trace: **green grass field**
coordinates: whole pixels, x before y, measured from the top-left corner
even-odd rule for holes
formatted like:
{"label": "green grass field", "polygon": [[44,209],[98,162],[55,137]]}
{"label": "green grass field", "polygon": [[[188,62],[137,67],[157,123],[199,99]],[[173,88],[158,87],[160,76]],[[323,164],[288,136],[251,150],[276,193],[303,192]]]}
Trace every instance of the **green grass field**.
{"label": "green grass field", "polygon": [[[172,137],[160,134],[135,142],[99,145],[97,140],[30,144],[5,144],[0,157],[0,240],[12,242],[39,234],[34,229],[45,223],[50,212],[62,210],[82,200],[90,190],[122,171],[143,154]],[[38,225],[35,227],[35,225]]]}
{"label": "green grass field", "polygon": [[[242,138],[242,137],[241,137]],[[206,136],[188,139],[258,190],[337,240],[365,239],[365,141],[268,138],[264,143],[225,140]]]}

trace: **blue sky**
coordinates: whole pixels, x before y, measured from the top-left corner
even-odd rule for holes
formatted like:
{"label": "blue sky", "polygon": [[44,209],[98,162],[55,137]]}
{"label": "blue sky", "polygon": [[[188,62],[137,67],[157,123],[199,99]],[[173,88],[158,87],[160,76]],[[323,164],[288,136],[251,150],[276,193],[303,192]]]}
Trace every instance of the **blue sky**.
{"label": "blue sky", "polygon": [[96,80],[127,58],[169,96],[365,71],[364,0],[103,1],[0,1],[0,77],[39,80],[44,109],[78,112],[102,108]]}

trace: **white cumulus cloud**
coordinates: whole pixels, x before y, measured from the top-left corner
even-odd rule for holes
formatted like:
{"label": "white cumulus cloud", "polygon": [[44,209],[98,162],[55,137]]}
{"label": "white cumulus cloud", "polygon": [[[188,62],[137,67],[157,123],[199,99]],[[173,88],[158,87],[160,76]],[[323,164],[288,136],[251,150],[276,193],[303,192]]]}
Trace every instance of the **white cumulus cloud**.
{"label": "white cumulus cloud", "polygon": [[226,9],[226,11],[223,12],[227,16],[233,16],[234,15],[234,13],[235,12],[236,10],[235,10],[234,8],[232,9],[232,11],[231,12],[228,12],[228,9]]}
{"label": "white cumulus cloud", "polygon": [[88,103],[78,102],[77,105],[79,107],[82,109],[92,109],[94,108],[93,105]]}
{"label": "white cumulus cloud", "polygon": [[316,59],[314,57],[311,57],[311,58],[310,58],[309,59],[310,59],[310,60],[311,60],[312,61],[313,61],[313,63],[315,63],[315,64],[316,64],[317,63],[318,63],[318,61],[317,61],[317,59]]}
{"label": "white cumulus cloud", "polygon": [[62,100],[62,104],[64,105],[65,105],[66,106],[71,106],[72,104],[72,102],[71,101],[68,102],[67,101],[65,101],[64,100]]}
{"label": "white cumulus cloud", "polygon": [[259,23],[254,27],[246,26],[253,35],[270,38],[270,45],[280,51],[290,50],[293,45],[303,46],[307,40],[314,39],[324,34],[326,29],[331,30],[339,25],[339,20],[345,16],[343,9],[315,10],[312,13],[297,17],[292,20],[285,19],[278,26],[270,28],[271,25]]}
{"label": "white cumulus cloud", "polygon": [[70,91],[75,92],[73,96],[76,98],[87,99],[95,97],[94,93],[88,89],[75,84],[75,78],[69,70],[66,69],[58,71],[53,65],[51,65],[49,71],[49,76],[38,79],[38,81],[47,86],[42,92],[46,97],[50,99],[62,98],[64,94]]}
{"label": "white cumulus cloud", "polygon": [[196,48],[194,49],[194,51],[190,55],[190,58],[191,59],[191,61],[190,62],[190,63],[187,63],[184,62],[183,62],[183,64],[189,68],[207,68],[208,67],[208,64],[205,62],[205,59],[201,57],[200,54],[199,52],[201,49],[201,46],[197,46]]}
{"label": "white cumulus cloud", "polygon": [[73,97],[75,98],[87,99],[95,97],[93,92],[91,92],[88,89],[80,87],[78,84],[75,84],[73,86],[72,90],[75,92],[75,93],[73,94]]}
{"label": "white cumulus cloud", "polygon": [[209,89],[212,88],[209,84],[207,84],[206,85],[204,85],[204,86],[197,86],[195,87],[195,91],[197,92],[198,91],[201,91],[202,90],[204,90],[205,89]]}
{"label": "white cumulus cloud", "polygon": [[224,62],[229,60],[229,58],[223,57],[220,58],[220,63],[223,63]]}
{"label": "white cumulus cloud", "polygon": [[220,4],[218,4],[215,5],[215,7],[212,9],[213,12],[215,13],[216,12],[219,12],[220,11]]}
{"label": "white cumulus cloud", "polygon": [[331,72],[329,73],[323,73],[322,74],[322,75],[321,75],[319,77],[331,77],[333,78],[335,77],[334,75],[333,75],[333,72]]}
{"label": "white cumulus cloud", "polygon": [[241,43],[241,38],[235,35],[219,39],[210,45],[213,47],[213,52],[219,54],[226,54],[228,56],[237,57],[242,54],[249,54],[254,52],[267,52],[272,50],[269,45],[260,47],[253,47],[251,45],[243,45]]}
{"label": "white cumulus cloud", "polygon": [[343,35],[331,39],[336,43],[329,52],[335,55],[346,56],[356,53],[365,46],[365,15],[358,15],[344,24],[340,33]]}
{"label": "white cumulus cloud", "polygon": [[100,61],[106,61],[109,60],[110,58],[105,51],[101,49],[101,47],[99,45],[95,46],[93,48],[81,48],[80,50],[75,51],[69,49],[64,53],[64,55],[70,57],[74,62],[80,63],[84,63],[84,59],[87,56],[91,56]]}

-----

# DIRECTION
Convert everything from the top of the listing down to the line containing "Trace every instance of the **green", inclusive, into a Markdown table with the columns Number and Entry. Give each line its own row and leave out blank lines.

# RESULT
| Number | Entry |
|---|---|
| 1 | trace: **green grass field** |
| 2 | coordinates: whole pixels, x before y, measured from the top-left corner |
| 3 | even-odd rule for holes |
| 4 | formatted like: |
| 5 | {"label": "green grass field", "polygon": [[44,209],[98,162],[55,137]]} |
| 6 | {"label": "green grass field", "polygon": [[[188,62],[137,67],[157,123],[199,99]],[[173,88],[158,87],[160,76]],[[323,164],[288,136],[251,150],[276,193],[303,192]]]} |
| 7 | Trace every instance of the **green grass field**. |